> Exercise instructions
Rewrite all of the entries below in full, requests included, scaling every x and y coordinate in the answers by 0.6 and rounding each result to a whole number, with halves rounded up.

> Dataset records
* * * *
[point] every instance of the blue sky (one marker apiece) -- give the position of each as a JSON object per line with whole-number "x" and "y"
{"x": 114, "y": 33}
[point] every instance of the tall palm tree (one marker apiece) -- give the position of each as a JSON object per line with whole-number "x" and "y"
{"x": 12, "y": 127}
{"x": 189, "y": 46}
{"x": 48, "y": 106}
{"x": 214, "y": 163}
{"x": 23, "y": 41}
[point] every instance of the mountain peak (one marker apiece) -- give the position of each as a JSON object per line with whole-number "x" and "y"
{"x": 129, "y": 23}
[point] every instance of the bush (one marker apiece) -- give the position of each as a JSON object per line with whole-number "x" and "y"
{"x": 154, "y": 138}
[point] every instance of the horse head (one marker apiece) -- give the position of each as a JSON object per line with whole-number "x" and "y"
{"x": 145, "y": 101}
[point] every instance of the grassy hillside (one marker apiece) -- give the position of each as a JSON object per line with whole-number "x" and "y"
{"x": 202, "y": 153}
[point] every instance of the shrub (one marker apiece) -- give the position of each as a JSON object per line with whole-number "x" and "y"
* * * *
> Task solution
[point] every instance of the blue sky (one marker apiece) -- give the position of each as a JSON object per line with whole-number "x" and "y"
{"x": 68, "y": 20}
[point] every instance of the tall palm tree (one marker apiece) -- give the position of each as a JSON object per line with whole-number "x" and "y"
{"x": 7, "y": 76}
{"x": 113, "y": 28}
{"x": 29, "y": 64}
{"x": 128, "y": 98}
{"x": 14, "y": 25}
[point] every instance of the mountain peak (one marker apiece) -- give the position of each as a JSON object per line with whole-number "x" and "y"
{"x": 77, "y": 14}
[point] every instance of the bush (one marker apiece) -- give the position of each as a JSON object per line with whole-number "x" and "y"
{"x": 92, "y": 83}
[point] every instance of the horse head (one marker apiece) -- give the position of each as a JSON object per line with whole-number "x" and "y"
{"x": 87, "y": 61}
[point] every instance of the grassy hillside (one marker apiece) -- give the position of each as a JSON object per line with whole-number "x" and "y"
{"x": 121, "y": 92}
[point] every instance of the shrub (one marker apiece) -- give the position of each as a JSON object per line with whole-number "x" and "y"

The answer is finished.